Information provided ->
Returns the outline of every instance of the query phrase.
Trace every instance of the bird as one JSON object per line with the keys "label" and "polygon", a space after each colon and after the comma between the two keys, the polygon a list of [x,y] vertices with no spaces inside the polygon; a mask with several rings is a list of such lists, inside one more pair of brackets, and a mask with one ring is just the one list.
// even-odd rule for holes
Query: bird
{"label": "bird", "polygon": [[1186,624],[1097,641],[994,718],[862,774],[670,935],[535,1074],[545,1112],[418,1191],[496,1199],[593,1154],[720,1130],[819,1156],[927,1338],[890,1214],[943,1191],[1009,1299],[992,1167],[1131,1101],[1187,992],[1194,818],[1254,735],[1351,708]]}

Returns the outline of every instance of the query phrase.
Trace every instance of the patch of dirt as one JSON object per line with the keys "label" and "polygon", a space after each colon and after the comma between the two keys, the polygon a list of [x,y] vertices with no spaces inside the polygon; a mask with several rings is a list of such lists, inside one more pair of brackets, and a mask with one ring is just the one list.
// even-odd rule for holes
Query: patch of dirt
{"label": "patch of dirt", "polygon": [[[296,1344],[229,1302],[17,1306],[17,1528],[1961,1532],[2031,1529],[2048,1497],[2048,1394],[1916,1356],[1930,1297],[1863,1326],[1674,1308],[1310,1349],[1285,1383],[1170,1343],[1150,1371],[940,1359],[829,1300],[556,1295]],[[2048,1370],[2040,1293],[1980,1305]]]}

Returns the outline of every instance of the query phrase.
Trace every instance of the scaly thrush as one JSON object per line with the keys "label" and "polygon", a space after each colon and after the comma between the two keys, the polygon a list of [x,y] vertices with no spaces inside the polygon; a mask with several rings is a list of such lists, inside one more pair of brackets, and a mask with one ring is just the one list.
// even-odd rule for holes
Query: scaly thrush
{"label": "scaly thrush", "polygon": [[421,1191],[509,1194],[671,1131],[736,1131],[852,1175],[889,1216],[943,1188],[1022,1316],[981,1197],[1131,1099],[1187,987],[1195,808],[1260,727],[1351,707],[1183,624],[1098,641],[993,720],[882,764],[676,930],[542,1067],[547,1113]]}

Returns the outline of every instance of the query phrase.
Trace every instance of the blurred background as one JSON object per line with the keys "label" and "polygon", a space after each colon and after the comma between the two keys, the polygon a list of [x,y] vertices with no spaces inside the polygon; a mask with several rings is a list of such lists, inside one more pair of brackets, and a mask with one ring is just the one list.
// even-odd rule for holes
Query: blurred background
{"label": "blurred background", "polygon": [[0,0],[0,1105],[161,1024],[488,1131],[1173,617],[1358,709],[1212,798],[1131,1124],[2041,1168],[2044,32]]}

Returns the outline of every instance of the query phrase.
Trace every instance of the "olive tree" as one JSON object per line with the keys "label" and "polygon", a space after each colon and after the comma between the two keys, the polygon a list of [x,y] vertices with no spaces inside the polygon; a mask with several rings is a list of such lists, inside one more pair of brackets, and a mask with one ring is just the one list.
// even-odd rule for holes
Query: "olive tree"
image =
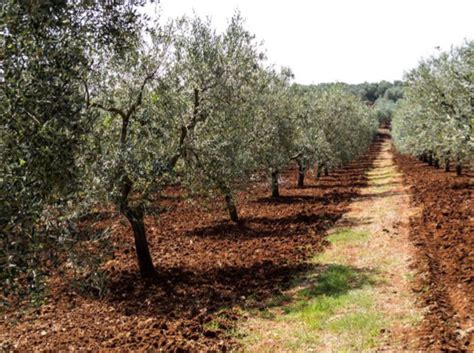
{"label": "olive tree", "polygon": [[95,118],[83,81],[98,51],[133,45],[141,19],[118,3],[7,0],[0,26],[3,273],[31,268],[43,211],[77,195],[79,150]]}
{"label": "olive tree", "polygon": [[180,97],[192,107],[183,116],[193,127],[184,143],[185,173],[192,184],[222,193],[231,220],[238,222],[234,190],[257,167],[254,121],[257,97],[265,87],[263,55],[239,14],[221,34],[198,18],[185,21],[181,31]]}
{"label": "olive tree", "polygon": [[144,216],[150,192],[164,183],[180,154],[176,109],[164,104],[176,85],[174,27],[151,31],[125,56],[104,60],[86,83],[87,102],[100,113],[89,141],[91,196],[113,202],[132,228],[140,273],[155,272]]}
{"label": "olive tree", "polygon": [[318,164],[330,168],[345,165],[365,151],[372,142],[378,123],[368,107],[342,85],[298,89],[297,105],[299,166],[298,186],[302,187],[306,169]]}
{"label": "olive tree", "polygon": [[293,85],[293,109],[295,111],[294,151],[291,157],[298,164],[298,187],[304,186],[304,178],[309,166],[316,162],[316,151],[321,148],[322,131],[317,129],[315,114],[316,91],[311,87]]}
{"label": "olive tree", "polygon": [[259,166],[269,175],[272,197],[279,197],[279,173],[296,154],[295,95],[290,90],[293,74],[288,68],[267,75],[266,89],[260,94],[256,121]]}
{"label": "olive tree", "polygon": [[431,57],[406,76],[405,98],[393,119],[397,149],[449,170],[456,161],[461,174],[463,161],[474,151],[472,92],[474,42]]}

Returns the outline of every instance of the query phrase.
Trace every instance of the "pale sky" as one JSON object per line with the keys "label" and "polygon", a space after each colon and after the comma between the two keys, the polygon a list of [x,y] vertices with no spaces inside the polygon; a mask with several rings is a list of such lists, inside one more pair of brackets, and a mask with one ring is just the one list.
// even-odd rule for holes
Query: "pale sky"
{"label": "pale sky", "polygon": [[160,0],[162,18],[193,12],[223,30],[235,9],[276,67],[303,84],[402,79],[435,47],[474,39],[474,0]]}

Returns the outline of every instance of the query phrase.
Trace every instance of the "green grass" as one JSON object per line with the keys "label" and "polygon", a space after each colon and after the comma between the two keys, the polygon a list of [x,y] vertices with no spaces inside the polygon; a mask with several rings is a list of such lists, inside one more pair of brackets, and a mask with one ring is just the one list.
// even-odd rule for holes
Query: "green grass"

The task ->
Go over the data and return every line that includes the word "grass".

Finished task ->
Trace every instance of the "green grass" as one JSON object per line with the keys "label" and "polygon", a space after each colon and after the comma between the two keys, the polygon a list of [x,y] vertices with no spaces inside the polygon; a mask with several rings is a list of such lists, inside one more pair of brackets, and a mask with one ring is just the one list.
Query: "green grass"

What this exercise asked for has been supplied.